I have been reflecting on this recently, particularly this week. There is a fresh and exciting buzz about our offices in Leeds and London. Everyone has a great sense of purpose and share an infectious-like determination to get on with the job that we are here to do.
And let’s not underestimate the importance of this work. The teams here at the Academy are working together to lead the industrial levels of change we need in the NHS. I sense that everyone knows this and is working hard to respond to the challenges we face in the immediate future and longer-term.
Meanwhile further afield we watched our incredible athletes perform amazing feats at the Olympics. As we are swept up in the moment that Usain Bolt speeds to the line or Sir Chris Hoy cycles to his record-breaking sixth gold, it’s easy to forget the people who put them there. We all need support in our working life – no matter how brilliant or experienced we are.
We don’t think twice about the team of support workers who surround super humans like Bolt and Hoy; but somehow when we talk about ‘ordinary mortals’ working in leadership roles across the public sector, including the NHS, many people expect them to function independently of training and guidance because to do anything else would be a waste of resources.
Our purpose is to develop outstanding leadership in health, to improve people’s health and their experience of the NHS. We can only do that if we invest in leadership development, so the NHS of the future remains in good, safe and reliable hands.
And this investment in development and training must also start at home. Helping to transform the healthcare system to meet patient needs can only be done if we are able to learn from those who know our patients like no other. We can only realise our vales if we live them.
It is the frontline individuals – the nurses, doctors, surgeons and healthcare workers – who can really show us what’s needed from our leaders to improve patient care. And it is these individuals who my colleagues and I want guidance from to help bring our values to life.
During the coming few months we will be looking at ways that we can listen to, learn from and be guided by patient-facing healthcare workers from across the NHS. We are already establishing various networks around the country to do this.
I’m arranging to work with a mental health trust, acute trust and community trust who want to further develop their leadership and look forward to getting this underway in the coming weeks.
We are also looking at ways staff at the Academy can orientate to front line care and view services from the eyes of patients as well as care givers.

........

> INSTRUCTIONS FOR THE TASK
Return the passage of the post on NHS leadership development starting with "I have been" and going on through "future and longer-term.", copied word for word.

> Point-per-instance localization data
........

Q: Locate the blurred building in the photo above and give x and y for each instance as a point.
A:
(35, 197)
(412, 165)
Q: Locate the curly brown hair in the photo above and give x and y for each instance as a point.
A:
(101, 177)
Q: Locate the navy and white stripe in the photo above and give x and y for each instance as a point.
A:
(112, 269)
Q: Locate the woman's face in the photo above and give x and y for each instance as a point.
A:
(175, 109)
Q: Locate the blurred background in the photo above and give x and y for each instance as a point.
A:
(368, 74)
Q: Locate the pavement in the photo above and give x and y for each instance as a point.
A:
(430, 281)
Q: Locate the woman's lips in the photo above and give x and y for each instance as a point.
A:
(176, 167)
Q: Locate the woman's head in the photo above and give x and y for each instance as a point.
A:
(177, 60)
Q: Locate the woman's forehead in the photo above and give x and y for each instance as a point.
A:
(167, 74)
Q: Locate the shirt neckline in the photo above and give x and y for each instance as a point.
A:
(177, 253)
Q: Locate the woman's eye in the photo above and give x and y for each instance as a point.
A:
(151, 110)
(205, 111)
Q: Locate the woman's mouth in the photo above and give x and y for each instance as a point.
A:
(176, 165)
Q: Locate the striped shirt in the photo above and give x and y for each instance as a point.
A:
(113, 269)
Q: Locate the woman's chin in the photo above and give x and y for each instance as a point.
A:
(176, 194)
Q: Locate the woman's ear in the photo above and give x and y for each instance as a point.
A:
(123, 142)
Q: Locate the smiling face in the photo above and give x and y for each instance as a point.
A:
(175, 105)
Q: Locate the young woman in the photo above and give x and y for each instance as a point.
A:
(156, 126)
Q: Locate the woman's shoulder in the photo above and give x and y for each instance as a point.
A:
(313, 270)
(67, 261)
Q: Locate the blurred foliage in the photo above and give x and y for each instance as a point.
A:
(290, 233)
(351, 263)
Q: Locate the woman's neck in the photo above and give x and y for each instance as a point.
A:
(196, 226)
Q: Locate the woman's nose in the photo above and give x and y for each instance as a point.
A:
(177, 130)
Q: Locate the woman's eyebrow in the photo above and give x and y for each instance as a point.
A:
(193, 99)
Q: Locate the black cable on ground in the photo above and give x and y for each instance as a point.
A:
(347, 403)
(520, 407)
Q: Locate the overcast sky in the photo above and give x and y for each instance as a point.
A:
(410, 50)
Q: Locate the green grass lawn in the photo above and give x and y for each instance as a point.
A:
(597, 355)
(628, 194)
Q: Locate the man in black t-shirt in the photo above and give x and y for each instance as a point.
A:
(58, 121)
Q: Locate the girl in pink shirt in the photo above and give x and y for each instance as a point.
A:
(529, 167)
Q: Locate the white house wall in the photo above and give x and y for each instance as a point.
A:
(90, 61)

........

> TASK RESULT
I have been reflecting on this recently, particularly this week. There is a fresh and exciting buzz about our offices in Leeds and London. Everyone has a great sense of purpose and share an infectious-like determination to get on with the job that we are here to do.
And let’s not underestimate the importance of this work. The teams here at the Academy are working together to lead the industrial levels of change we need in the NHS. I sense that everyone knows this and is working hard to respond to the challenges we face in the immediate future and longer-term.